>> BEGIN Extracted text
Intuitively, it is projecting onto the part of \(\mathbf{X}\) that is not in \(\mathbf{W}\), \(\tilde{\mathbf{X}}= (\mathbf{I}- \mathbf{P}_{\mathbf{W}})\mathbf{X}\) (the part of \(\mathbf{X}\) that is orthogonal to \(\mathbf{W}\))
\(C(\tilde{\mathbf{X}})\) and \(C(\mathbf{W})\) are complementary orthogonal subspaces of \(C(\mathbf{Z})\)
\(\mathbf{P}_{\mathbf{Z}} - \mathbf{P}_{\mathbf{W}}\) is a projection matrix onto \(C(\tilde{\mathbf{X}})\) along \(C(\mathbf{W})\)
we are decomposing \(C(\mathbf{Z})\) into two orthogonal subspaces \(C(\mathbf{W})\) and \(C(\tilde{\mathbf{X}})\)
We can write \(\mathbf{P}_{\mathbf{Z}} = \mathbf{P}_{\tilde{\mathbf{X}}} + \mathbf{P}_{\mathbf{W}}\) where \(\mathbf{P}_{\tilde{\mathbf{X}}} \mathbf{P}_{\mathbf{W}} = \mathbf{P}_{\mathbf{W}} \mathbf{P}_{\tilde{\mathbf{X}}} = \mathbf{0}\)
Note: we can always write \[\begin{align*} \boldsymbol{\mu}& = \mathbf{W}\boldsymbol{\alpha}+ \mathbf{X}\boldsymbol{\beta}\\ & = \mathbf{W}\boldsymbol{\alpha}+ (\mathbf{I}- \mathbf{P}_{\mathbf{W}})\mathbf{X}\boldsymbol{\beta}+ \mathbf{P}_{\mathbf{W}}\mathbf{X}\boldsymbol{\beta}\\ & = \mathbf{W}\tilde{\boldsymbol{\alpha}} + \tilde{\mathbf{X}}\boldsymbol{\beta} \end{align*}\]
\[\begin{align*} \mathbf{Y}^T(\mathbf{P}_{\mathbf{Z}} - \mathbf{P}_{\mathbf{W}})\mathbf{Y}& = \|(\mathbf{P}_{\mathbf{Z}} - \mathbf{P}_{\mathbf{W}})\mathbf{Y}\|^2 \\ & = \|(\mathbf{P}_{\mathbf{Z}} - \mathbf{P}_{\mathbf{W}})(\mathbf{X}\boldsymbol{\beta}+ \mathbf{W}\alpha + \boldsymbol{\epsilon}\|^2 \\ & = \|(\mathbf{P}_{\mathbf{Z}} - \mathbf{P}_{\mathbf{W}})(\mathbf{X}\boldsymbol{\beta}\boldsymbol{\epsilon}\|^2 \\ & = \|(\mathbf{P}_{\mathbf{Z}} - \mathbf{P}_{\mathbf{W}})\boldsymbol{\epsilon}\|^2 \quad \text{ if } \boldsymbol{\beta}= \mathbf{0}\\ & = \boldsymbol{\epsilon}^T(\mathbf{P}_{\mathbf{Z}} - \mathbf{P}_{\mathbf{W}})\boldsymbol{\epsilon}\\ & \sim \sigma^2 \chi^2_p \quad \text{ if } \boldsymbol{\beta}= \mathbf{0} \end{align*}\]
Under M1: \(\boldsymbol{\beta}= \mathbf{0}\)
>> END Extracted text
>> BEGIN Material supplied
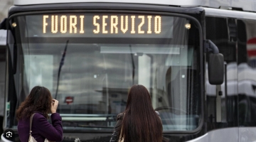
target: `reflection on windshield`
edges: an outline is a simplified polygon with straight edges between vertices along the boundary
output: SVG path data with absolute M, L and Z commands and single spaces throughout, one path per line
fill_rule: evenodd
M 26 48 L 23 45 L 24 81 L 28 90 L 39 84 L 55 94 L 65 45 L 31 43 Z M 186 111 L 189 111 L 187 99 L 193 89 L 191 80 L 194 72 L 191 70 L 196 70 L 193 50 L 184 45 L 69 44 L 57 96 L 63 125 L 114 126 L 116 115 L 125 109 L 129 87 L 142 84 L 150 92 L 153 106 L 158 108 L 163 124 L 171 123 L 166 119 L 174 121 L 172 126 L 166 125 L 165 129 L 196 128 L 198 116 L 190 116 L 193 125 L 188 129 L 188 112 Z M 178 112 L 162 106 L 176 108 Z M 181 123 L 183 126 L 174 125 Z
M 169 31 L 164 38 L 139 34 L 136 38 L 132 33 L 122 37 L 51 36 L 37 34 L 43 31 L 43 22 L 31 21 L 32 17 L 41 19 L 42 15 L 12 19 L 18 21 L 16 38 L 21 38 L 16 43 L 21 80 L 16 84 L 22 94 L 28 94 L 36 85 L 49 89 L 53 97 L 57 92 L 64 129 L 112 131 L 116 116 L 125 109 L 129 88 L 136 84 L 149 90 L 164 131 L 190 131 L 198 126 L 199 34 L 193 22 L 163 16 L 162 31 Z M 191 28 L 186 28 L 187 23 Z M 95 27 L 87 28 L 93 31 Z M 18 94 L 21 102 L 22 94 Z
>> END Material supplied
→ **Set exercise A**
Name every column space, written with C( ), that the passage on projection matrices refers to.
→ **Set exercise B**
Extend the passage on projection matrices, picking up right after its last line.
Nothing in the items is needed here.

→ **Expected answer A**
C(X̃), C(W), C(Z)

→ **Expected answer B**
\[\begin{align*} F(\mathbf{Y}) & = \frac{(\textsf{SSE}_{M0} - \textsf{SSE}_{M1})/p}{\textsf{SSE}_{M1}/(n - q - p)} \\ & = \frac{(\textsf{SSE}_{M0} - \textsf{SSE}_{M1})/\sigma^2p}{\textsf{SSE}_{M1}/\sigma^2(n - q - p)} \\ & \mathrel{\mathop{=}\limits^{\rm D}}\frac{\chi^2_p/p}{\chi^2_{n-q-p}/(n-q-p)} \\ & \mathrel{\mathop{=}\limits^{\rm D}}F_{p, n-q-p} \end{align*}\]
Under M1, \(\mathbf{Y}^T(\mathbf{P}_{\mathbf{Z}} - \mathbf{P}_{\mathbf{W}})\mathbf{Y}/\sigma^2\) has a non-central \(\chi^2_{p, \eta}\) where the non-centrality parameter \(\eta = \boldsymbol{\beta}^T\mathbf{X}^T(\mathbf{I}- \mathbf{P}_{\mathbf{W}})\mathbf{X}\boldsymbol{\beta}/2\sigma^2\).
\(F\) has a non-central F distribution with \(p\) and \(n-q-p\) degrees of freedom and non-centrality parameter \(\eta = \boldsymbol{\beta}^T\mathbf{X}^T(\mathbf{I}- \mathbf{P}_{\mathbf{W}})\mathbf{X}\boldsymbol{\beta}/2\sigma^2\) (See Christensen Theorem 3.2.1 and Appendix C)
Consider the model with \(p = 1\), \(\mathbf{Y}= \mathbf{W}\boldsymbol{\alpha}+ \mathbf{x}\beta + \boldsymbol{\epsilon}\) and we want to test that \(\beta = 0\) (M0)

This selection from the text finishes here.